Zweitens bemühen sich die heiligen Engel, ihren Pflegekindern jederzeit Abscheu, Furcht und Schrecken vor allen Sünden einzujagen: gerade das Gegenteil aber tun wieder diejenigen, welche Ärgernis geben, indem sie durch ihr böses Beispiel, welches viele Nachfolger an sich zieht, den Lastern alle Schande und Hässlichkeit benehmen, sie gleichsam ehrlich und zur allgemeinen Mode und zum Brauche machen.
Drittens bemühen sich die Engel, ihre Pflegekinder, wenn diese aus Schwachheit gefallen sind, und sich gröblich verfehlt haben, alsbald nach dem Falle wieder aufzurichten und vor dem Rückfall zu bewahren: gerade das Gegenteil tun wieder diejenigen, welche da Ärgernis geben, indem sie ihnen die reizenden Gegenstände und Gelegenheiten zu diesen Sünden immer vor die Augen und Gemüter stellen. Viertens, die Absicht der Engel bei ihren Bemühungen ist, das Reich, die Ehre und Herrlichkeit Gottes zu befördern und in die Welt auszubreiten: gerade das Gegenteil tun jene durch ihre gegebenen Ärgernisse, indem sie das eitle Reich der Welt, das lasterhafte Reich des Teufels vergrößern und ausbreiten. Kurz, die heiligen Engel finden unter den Menschen keine giftigeren Widersacher und ärgeren Feinde als diejenigen, welche, auf was für eine Weise es immer geschehe, Ärgernis, das ist, anderen Gelegenheit zur Sünde geben.

» Vorhandenes Material:
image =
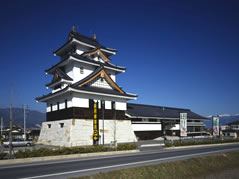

» Anweisungen:
a) Wen bezeichnet der zitierte Text als die giftigsten Widersacher der heiligen Engel unter den Menschen?
b) Gib den Inhalt des zitierten Textes in zwei Sätzen wieder.
c) Fasse bitte den Absatz des zitierten Textes, der mit „Zweitens bemühen sich die heiligen Engel“ beginnt, als kurze Liste zusammen und behalte dabei seine wesentlichen Aussagen bei.
Das Material wird für die Aufgaben nicht gebraucht.

» Antworten im Einzelnen:
a) Diejenigen, die Ärgernis geben, also anderen Gelegenheit zur Sünde geben.

b) Die heiligen Engel wecken in ihren Pflegekindern Abscheu vor der Sünde, richten Gefallene wieder auf und wollen Gottes Reich ausbreiten. Wer Ärgernis gibt, tut jeweils das Gegenteil: Er macht die Laster durch sein Beispiel zur Mode, stellt reizende Gelegenheiten vor Augen und vergrößert das Reich des Teufels, weshalb die Engel keine ärgeren Feinde haben als solche Menschen.

c)
- Die heiligen Engel wollen ihren Pflegekindern stets Abscheu, Furcht und Schrecken vor allen Sünden einflößen.
- Wer Ärgernis gibt, bewirkt das Gegenteil.
- Sein böses Beispiel, dem viele folgen, nimmt den Lastern alle Schande und Hässlichkeit.
- So werden die Laster gleichsam ehrlich, zur allgemeinen Mode und zum Brauch.